# GOAL
Please count how many lines of the data below contain the string "sign". Reply with that number alone.

# INFORMATION SHOWN
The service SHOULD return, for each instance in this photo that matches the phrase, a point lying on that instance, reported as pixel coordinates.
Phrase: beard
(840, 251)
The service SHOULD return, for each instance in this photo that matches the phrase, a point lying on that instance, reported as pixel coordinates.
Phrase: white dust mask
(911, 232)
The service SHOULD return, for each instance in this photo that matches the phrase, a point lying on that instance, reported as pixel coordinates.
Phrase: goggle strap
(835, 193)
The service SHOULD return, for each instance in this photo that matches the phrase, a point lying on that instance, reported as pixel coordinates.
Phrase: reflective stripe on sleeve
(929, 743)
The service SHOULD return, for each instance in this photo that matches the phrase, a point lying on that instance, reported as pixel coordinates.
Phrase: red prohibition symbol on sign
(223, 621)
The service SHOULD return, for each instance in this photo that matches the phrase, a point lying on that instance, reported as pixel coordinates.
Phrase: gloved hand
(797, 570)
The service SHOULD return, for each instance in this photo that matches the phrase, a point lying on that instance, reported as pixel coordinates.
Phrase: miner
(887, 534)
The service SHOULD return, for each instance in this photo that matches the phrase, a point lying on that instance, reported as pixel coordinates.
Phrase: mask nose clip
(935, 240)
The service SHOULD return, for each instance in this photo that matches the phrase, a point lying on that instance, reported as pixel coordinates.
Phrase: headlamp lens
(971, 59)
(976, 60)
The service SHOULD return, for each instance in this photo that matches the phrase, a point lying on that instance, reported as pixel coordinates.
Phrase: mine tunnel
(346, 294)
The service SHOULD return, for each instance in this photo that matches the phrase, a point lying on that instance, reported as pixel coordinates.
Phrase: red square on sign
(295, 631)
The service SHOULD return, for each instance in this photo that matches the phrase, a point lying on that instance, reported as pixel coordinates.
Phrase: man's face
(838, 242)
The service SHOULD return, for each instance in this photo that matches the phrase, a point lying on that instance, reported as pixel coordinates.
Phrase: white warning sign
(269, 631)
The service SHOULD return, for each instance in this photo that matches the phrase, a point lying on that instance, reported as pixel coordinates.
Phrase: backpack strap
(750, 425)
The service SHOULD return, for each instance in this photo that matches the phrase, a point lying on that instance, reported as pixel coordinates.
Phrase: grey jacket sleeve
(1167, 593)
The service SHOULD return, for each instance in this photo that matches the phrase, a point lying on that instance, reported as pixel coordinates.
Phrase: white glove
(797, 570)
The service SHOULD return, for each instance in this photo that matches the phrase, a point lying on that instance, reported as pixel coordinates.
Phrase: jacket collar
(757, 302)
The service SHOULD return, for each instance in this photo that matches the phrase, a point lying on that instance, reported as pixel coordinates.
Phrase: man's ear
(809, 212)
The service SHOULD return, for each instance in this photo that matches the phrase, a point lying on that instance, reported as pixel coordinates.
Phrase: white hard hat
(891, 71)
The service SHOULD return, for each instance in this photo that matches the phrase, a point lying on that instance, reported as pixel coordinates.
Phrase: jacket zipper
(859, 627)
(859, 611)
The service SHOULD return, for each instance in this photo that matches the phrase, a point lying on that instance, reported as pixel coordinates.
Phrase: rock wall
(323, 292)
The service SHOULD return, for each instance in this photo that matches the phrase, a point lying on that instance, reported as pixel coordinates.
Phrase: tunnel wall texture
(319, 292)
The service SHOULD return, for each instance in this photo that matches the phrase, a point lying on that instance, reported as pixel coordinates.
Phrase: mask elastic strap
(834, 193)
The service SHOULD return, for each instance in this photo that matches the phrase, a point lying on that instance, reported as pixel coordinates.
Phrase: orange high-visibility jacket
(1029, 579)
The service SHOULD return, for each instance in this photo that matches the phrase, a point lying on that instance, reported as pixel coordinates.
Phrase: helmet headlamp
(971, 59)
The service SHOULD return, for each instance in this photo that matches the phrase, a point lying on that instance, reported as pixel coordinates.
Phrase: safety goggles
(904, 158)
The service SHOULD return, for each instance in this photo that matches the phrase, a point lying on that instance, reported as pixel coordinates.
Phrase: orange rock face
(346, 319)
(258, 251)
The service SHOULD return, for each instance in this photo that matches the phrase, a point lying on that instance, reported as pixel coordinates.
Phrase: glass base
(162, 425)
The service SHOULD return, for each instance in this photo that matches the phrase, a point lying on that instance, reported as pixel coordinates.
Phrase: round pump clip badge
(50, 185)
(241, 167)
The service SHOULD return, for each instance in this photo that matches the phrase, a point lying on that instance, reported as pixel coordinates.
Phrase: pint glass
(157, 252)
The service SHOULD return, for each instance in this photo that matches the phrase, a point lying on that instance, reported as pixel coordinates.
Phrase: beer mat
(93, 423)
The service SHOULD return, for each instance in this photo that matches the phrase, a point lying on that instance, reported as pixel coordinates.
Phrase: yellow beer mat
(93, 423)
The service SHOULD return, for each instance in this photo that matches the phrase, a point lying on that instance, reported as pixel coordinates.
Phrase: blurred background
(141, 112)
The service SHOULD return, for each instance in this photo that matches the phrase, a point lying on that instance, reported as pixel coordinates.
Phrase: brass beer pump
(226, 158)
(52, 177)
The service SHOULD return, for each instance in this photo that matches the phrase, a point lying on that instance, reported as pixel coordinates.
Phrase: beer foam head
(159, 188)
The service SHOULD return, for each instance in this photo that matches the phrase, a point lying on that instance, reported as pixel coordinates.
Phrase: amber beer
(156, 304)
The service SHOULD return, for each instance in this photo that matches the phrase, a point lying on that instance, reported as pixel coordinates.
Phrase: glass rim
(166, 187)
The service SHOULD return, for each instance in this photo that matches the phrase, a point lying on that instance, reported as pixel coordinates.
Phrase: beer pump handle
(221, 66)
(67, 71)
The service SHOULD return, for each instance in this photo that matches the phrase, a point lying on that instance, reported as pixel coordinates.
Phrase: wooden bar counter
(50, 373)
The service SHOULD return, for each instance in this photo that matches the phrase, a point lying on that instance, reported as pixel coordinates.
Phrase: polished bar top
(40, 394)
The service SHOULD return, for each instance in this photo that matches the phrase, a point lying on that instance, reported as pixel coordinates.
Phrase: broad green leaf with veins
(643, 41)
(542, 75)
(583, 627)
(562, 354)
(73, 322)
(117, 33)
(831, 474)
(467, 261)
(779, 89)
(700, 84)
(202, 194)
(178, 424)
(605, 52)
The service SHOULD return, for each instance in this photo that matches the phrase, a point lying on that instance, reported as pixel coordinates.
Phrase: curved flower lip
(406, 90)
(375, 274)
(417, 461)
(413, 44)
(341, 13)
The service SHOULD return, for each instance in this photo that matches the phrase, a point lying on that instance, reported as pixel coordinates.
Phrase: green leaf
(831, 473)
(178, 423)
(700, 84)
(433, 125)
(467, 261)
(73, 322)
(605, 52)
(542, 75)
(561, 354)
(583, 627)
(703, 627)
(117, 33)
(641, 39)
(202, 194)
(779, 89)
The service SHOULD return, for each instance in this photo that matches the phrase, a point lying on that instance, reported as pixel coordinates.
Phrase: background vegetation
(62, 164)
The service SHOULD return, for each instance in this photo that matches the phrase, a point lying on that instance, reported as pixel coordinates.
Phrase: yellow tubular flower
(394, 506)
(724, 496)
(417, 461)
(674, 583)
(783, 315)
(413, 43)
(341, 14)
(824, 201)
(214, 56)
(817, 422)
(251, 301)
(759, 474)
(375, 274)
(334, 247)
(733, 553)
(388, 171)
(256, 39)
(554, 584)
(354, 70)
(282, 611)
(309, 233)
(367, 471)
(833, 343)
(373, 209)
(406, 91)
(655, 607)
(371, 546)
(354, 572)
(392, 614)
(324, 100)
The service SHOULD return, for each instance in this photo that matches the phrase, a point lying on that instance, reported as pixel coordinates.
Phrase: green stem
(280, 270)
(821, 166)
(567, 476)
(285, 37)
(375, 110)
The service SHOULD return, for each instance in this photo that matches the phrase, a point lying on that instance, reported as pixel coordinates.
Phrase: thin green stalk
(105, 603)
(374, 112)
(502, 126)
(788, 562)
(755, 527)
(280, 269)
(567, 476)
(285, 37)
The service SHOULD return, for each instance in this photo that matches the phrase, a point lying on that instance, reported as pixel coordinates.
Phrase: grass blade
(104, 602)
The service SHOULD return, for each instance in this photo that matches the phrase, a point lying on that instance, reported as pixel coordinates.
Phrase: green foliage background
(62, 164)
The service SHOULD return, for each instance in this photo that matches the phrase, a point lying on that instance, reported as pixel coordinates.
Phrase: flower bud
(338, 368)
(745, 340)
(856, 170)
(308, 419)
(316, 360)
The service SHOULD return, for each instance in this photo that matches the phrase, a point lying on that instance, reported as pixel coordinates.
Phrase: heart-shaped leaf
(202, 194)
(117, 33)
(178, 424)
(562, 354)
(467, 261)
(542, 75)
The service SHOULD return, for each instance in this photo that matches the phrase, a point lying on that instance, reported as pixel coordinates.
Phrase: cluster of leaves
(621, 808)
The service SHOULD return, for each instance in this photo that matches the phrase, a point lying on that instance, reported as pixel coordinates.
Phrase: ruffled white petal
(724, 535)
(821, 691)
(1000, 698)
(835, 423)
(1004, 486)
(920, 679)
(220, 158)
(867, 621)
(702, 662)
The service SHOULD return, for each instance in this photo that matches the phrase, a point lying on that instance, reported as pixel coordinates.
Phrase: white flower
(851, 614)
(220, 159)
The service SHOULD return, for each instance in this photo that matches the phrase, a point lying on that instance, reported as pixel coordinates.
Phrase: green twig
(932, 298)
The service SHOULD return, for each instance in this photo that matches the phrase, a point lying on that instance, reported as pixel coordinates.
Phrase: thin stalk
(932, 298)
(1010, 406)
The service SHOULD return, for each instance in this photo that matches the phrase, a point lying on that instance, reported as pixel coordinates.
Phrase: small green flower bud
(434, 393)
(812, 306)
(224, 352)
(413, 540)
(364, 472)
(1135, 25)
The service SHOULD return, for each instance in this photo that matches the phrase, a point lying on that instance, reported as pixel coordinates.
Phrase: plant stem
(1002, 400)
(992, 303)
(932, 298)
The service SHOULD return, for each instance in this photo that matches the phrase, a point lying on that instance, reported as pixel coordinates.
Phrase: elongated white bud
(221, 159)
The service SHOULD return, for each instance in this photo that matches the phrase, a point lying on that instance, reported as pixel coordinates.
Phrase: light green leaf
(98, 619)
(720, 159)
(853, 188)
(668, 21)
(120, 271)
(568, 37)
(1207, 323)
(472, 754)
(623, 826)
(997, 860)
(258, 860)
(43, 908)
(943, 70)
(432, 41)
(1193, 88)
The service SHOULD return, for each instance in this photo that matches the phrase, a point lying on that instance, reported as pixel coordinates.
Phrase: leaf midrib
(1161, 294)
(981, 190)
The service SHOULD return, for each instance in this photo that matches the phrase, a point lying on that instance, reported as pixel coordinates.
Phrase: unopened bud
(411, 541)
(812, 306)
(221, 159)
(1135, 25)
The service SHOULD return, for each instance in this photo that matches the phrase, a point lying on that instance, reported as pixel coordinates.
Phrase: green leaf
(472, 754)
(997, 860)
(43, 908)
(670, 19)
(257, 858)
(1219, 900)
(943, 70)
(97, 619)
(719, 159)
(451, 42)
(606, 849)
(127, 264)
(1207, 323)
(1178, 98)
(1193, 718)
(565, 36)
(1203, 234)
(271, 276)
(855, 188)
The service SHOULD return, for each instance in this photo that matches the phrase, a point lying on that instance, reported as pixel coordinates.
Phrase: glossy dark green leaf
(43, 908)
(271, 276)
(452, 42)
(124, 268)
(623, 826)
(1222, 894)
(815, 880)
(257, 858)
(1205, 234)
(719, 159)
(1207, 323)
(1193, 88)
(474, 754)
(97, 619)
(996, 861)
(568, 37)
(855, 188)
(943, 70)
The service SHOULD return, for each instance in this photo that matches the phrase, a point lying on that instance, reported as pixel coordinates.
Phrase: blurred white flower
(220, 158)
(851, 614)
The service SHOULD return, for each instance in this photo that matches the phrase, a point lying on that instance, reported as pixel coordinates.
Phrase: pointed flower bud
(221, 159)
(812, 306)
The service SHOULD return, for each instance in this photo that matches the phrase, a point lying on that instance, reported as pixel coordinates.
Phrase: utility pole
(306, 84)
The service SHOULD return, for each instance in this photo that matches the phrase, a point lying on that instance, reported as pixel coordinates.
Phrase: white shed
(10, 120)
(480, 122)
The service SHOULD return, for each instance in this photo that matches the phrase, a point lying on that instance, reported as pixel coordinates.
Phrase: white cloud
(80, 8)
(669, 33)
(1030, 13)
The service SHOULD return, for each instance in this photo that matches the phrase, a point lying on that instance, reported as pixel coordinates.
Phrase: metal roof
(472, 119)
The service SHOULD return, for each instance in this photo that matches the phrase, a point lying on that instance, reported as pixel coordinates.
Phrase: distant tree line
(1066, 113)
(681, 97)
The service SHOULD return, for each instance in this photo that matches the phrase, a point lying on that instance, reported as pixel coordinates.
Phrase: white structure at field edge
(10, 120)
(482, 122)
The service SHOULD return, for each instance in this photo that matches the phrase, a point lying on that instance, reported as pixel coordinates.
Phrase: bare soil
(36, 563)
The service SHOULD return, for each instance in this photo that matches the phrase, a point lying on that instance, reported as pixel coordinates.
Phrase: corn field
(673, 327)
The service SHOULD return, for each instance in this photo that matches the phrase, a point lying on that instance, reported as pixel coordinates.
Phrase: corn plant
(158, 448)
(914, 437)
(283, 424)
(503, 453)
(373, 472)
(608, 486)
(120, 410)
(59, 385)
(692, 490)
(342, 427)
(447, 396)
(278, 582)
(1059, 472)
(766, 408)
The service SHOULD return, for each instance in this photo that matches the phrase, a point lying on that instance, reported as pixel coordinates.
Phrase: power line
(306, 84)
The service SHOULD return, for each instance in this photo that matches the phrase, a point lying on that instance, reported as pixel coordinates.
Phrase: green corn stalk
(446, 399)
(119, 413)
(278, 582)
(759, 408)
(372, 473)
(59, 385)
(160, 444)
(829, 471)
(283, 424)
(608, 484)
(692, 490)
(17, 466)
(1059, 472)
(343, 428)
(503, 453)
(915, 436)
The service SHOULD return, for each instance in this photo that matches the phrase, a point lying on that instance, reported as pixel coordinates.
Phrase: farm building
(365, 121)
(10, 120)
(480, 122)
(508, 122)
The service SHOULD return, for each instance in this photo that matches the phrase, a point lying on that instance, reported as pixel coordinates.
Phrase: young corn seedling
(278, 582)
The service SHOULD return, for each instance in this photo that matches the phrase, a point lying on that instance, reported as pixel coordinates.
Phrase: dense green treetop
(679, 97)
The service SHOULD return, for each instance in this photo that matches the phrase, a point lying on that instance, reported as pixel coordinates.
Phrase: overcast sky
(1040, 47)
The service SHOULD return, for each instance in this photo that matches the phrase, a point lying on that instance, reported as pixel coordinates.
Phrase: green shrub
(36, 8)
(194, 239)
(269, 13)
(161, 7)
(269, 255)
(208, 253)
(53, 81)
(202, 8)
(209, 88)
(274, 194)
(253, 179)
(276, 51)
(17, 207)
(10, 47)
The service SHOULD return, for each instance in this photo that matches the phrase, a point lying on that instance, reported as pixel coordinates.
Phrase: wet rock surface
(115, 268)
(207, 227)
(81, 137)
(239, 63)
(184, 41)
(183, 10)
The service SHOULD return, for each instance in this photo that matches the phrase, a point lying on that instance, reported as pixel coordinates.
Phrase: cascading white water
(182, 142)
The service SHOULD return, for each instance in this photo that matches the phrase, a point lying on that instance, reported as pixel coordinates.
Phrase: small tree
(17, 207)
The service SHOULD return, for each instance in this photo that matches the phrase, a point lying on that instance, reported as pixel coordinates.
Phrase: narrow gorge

# FINISHED TASK
3